Position identification records
----------------------------------------
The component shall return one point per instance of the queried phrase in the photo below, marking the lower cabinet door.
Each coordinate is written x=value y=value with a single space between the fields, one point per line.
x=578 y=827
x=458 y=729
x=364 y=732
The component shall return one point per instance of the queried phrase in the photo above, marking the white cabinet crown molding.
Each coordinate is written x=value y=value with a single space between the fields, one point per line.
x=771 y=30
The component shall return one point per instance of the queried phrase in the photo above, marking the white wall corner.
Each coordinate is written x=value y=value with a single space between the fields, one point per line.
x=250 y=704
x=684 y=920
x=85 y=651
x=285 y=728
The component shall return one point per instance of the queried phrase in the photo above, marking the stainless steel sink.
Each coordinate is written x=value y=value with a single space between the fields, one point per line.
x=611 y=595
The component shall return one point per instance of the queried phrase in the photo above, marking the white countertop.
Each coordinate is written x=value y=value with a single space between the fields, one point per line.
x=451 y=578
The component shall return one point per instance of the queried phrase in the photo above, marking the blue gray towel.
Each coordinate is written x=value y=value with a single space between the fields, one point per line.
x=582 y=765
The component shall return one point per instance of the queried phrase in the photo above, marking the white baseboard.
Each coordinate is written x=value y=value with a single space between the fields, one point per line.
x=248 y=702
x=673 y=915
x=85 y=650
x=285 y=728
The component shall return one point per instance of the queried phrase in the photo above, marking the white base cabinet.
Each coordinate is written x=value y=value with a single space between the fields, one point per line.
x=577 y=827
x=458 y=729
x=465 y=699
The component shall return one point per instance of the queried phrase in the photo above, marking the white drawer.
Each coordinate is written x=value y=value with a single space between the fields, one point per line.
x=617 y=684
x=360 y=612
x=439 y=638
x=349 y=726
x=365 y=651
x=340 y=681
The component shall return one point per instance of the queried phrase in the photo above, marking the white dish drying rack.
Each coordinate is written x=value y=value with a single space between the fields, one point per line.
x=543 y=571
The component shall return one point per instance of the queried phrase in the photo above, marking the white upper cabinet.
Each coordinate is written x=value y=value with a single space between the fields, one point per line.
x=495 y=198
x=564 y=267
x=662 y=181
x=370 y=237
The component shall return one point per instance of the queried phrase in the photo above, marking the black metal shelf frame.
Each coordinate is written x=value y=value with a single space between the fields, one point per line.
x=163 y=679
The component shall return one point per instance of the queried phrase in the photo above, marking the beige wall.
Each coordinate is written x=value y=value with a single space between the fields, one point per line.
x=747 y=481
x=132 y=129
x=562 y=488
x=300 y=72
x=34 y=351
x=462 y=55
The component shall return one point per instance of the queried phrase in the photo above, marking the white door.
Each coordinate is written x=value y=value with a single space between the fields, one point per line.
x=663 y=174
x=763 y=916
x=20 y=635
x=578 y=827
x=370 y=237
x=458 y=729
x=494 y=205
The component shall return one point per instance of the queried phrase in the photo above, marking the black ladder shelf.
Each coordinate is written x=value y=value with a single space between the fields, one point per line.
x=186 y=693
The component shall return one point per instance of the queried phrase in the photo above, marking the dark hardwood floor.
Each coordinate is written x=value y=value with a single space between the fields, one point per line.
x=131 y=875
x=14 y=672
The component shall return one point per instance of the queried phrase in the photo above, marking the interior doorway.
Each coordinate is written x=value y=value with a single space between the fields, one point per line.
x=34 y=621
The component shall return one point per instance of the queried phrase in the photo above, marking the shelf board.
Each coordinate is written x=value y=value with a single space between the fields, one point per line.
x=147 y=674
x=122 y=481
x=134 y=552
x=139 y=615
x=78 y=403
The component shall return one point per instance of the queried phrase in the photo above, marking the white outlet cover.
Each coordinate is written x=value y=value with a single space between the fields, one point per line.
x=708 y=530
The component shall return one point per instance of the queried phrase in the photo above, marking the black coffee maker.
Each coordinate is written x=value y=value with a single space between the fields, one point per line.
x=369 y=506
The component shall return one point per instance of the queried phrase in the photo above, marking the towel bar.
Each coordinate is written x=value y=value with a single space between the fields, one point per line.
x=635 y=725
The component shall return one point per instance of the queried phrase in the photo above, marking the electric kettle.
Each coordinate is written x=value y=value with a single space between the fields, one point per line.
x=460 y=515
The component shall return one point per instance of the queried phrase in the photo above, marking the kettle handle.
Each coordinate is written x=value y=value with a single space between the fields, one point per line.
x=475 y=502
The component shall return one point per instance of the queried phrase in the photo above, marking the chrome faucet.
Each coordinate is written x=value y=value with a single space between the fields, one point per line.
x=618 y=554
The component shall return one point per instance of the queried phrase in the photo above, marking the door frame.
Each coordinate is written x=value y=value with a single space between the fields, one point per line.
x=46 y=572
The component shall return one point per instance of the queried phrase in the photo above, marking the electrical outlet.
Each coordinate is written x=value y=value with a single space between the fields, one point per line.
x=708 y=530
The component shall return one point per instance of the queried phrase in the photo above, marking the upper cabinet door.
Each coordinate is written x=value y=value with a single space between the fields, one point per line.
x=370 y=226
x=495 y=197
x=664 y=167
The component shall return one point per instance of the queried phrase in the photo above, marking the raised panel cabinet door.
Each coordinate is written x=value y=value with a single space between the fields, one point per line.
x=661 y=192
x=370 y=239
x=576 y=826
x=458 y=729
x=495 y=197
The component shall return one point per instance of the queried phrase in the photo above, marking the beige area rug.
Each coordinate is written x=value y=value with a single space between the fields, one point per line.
----------------------------------------
= GOAL OF THE EXERCISE =
Rewrite all of the rows above, changing every "queried phrase" to "requested label" and leaving everything else the same.

= CORRECT RESULT =
The component shall return one point per instance of the requested label in the photo below, marking the lower cabinet door.
Each coordinate is written x=value y=value with a single space between the fields, one point per line.
x=578 y=827
x=458 y=729
x=364 y=732
The component shall return one point per instance of the requested label in the photo above, marking the white cabinet crown molding.
Each coordinate is written x=value y=value with a single space between the fields, one point per line.
x=771 y=30
The component shall return one point per instance of the requested label in the photo above, marking the white wall corner.
Each coordinate is written x=value y=value with a single space between the fields, one point per line.
x=250 y=704
x=684 y=920
x=85 y=651
x=285 y=728
The component shall return one point per instance of the requested label in the photo above, marking the stainless steel sink.
Each coordinate is written x=value y=value with a single space between the fields, one point per line.
x=611 y=595
The component shall return one point per instance of the requested label in the photo above, marking the white countertop.
Each coordinate is written x=value y=value with a single space between the fields, one point per line.
x=451 y=578
The component shall return one point per instance of the requested label in the photo above, marking the blue gray towel.
Each coordinate is written x=value y=value with a single space between the fields, one point per line.
x=582 y=765
The component shall return one point per instance of the requested label in the photo above, marking the white baseboard.
Each coordinate is written x=value y=value with a single space between the fields, one point per line.
x=248 y=702
x=673 y=915
x=85 y=650
x=285 y=728
The component shall return one point per instance of the requested label in the photo above, marking the white base cabinet.
Each coordinate is written x=value y=value with a single space between the fields, one point per line.
x=577 y=827
x=458 y=729
x=465 y=699
The component shall return one point per instance of the requested label in the photo above, marking the white drawer.
Each coordinate is written x=value y=value with a single space between the fields, one point per line.
x=617 y=684
x=360 y=612
x=439 y=638
x=349 y=726
x=365 y=651
x=340 y=681
The component shall return one point per instance of the requested label in the photo above, marking the white dish drying rack.
Each coordinate is written x=value y=value with a single space between the fields, one point per line.
x=543 y=571
The component shall return one point per instance of the requested label in the photo above, marking the white upper cabinet.
Each coordinate is written x=value y=value with a single space between the fields, one point per line.
x=495 y=198
x=564 y=267
x=662 y=181
x=370 y=237
The component shall return one point per instance of the requested label in the photo above, marking the black metal shelf frame.
Each coordinate is written x=value y=value with a single space between the fields, one point per line.
x=163 y=679
The component shall return one point per instance of the requested label in the photo above, marking the beige wall.
Each coordinate is written x=value y=value with a single space between the fields, one point per line.
x=747 y=481
x=132 y=129
x=562 y=488
x=300 y=72
x=34 y=351
x=462 y=55
The component shall return one point per instance of the requested label in the photo above, marking the white door.
Each coordinate is written x=value y=value with a single space between the fields, one point per line.
x=663 y=174
x=763 y=916
x=20 y=635
x=578 y=827
x=370 y=237
x=458 y=729
x=494 y=205
The component shall return one point per instance of the requested label in the photo above, marking the black ladder shelf.
Each coordinate is written x=value y=value with a single space between the fields, one point per line.
x=186 y=693
The component shall return one point per instance of the requested label in the photo above, marking the dark hardwood floor.
Each coordinate is written x=value y=value with a single space between the fields, one point per line.
x=131 y=875
x=14 y=672
The component shall return one point per instance of the requested label in the photo above, marking the interior doorway.
Each coordinate is written x=value y=value with a single space between the fields, one point per line.
x=34 y=621
The component shall return one point per instance of the requested label in the photo above, marking the shelf board.
Each coordinate is written x=value y=value with a single space between the fields, one point per line.
x=147 y=674
x=122 y=481
x=134 y=552
x=139 y=615
x=78 y=403
The component shall return one point per instance of the requested label in the photo above, marking the white outlet cover.
Each coordinate is written x=value y=value with a single space between the fields, one point per line.
x=708 y=530
The component shall return one point per instance of the requested label in the photo above, marking the black coffee maker.
Each coordinate is written x=value y=value with a single space between the fields, one point per line.
x=369 y=506
The component shall return one point per instance of the requested label in the photo above, marking the towel bar.
Each coordinate is written x=value y=value with a single space between the fields, one point per line.
x=635 y=725
The component shall return one point per instance of the requested label in the photo above, marking the electric kettle.
Each coordinate is written x=value y=value with a single space between the fields, one point per line.
x=460 y=515
The component shall return one point per instance of the requested label in the photo above, marking the kettle handle.
Each coordinate is written x=value y=value with a single space between the fields, one point per line.
x=475 y=502
The component shall return one point per instance of the requested label in the photo above, marking the chrome faucet.
Each coordinate is written x=value y=value with a single space between the fields, one point per line.
x=618 y=554
The component shall return one point per instance of the requested label in the photo above, marking the door frame.
Each coordinate is written x=value y=value with a single space between the fields, one point per line.
x=46 y=572
The component shall return one point per instance of the requested label in the photo above, marking the electrical outlet.
Each coordinate is written x=value y=value with a single space between the fields, one point per line.
x=708 y=530
The component shall return one point per instance of the requested label in the photo above, marking the upper cabinet door.
Each coordinate is written x=value y=value with a single space between the fields, one point per line.
x=370 y=226
x=495 y=197
x=664 y=167
The component shall return one point per instance of the requested label in the photo above, marking the raised panel cabinet door.
Each coordinate is written x=value y=value with a single space between the fields, one point per line.
x=661 y=192
x=370 y=239
x=576 y=826
x=458 y=729
x=495 y=197
The component shall return one point per instance of the requested label in the photo above, marking the beige area rug.
Each coordinate is written x=value y=value with a single space between the fields, one point per line.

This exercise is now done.